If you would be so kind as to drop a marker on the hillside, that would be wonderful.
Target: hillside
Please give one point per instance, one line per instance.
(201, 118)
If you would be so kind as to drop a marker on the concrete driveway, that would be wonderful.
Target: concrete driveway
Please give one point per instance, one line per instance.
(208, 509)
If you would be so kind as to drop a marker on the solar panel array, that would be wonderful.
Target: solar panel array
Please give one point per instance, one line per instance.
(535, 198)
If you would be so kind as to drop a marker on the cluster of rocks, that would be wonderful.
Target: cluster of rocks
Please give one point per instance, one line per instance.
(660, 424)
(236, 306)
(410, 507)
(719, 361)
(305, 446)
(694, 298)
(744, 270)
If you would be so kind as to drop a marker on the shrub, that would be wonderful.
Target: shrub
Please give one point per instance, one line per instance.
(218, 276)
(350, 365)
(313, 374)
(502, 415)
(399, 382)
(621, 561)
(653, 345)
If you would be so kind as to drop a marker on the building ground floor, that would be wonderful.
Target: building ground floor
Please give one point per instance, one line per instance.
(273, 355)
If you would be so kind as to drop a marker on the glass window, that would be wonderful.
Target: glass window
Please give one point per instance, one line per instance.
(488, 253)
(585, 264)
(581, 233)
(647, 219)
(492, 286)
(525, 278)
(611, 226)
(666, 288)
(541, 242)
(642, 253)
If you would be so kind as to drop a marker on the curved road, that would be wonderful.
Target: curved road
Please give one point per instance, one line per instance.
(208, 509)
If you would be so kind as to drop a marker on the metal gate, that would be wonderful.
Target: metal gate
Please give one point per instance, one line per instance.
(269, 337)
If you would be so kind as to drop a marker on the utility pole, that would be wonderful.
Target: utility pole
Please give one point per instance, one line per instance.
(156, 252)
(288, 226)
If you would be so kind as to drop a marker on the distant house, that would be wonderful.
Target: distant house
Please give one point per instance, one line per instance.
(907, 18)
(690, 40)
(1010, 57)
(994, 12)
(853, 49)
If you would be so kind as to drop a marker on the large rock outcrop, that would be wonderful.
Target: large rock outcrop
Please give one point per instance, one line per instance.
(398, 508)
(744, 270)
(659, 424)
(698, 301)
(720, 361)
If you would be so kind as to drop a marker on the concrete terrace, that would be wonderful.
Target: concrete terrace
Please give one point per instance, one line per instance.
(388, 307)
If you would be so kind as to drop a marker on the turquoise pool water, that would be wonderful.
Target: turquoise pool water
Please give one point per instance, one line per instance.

──────────

Your task: Each line above is to be repeated exactly.

Written solution:
If you would be so kind as to drop a marker on the hillside, that would be wonderful.
Target: hillside
Please give one point per instance, one line per instance.
(201, 118)
If you would be so kind as to drop a marker on the concrete driveway, that would be wonderful.
Target: concrete driveway
Please give one point per instance, one line per instance.
(208, 509)
If you would be so kind as to drop a marker on the solar panel array, that would be wonderful.
Target: solar panel array
Please give one point per instance, one line per instance.
(535, 198)
If you would be so kind as to drop a marker on the cluster of rocks, that would be wonderful.
Target: cluster of rocks
Please give one point per instance, one line per instance.
(660, 424)
(236, 306)
(410, 507)
(719, 361)
(305, 446)
(694, 298)
(744, 270)
If you would be so kind as to drop a marker on the shrub, that would be wonderful.
Target: shrub
Please give one point per instance, one line per instance.
(218, 276)
(350, 365)
(313, 374)
(502, 415)
(399, 382)
(621, 561)
(653, 345)
If you would be so kind as to drop a marker on the building ground floor, that would be wonderful.
Target: building ground floor
Please give one point per instance, one line per instance.
(273, 355)
If you would be so kind as to drop a marker on the glass window, that would be wonderful.
Target: glass window
Please give one point per instance, one line per instance.
(488, 253)
(585, 264)
(581, 233)
(647, 219)
(492, 286)
(525, 278)
(611, 226)
(666, 288)
(541, 242)
(642, 253)
If you would be so kind as to drop a marker on the curved road, that would be wonderful.
Target: curved road
Please give one point per instance, one line per instance.
(208, 509)
If you would be so kind as to drop a marker on the metal gate, that would be wonderful.
Target: metal gate
Please give one point per instance, one line per instance.
(269, 337)
If you would be so kind as to drop a marker on the utility pole, that would be wonderful.
Target: utility pole
Please give one point per instance, one line per instance.
(156, 252)
(288, 226)
If you would be so kind as to drop a marker on the distant house, that would be wonderful.
Target: distant house
Please give one point per instance, one line per instance.
(907, 18)
(690, 40)
(1010, 57)
(994, 12)
(853, 49)
If you would be so kind as to drop a marker on the large rock outcrop, that would be wonderful.
Target: large rock outcrop
Please give one point per instance, one line per instance.
(398, 508)
(744, 270)
(659, 424)
(698, 301)
(720, 361)
If you would be so kind as to drop a marker on the concrete terrace, that would be wonderful.
Target: concrete terrace
Please give one point per instance, one line per instance.
(388, 307)
If you would be so kind as to drop a marker on the turquoise pool water, that would be wonderful.
Target: turquoise pool water
Please give one point per instance, one line per instance.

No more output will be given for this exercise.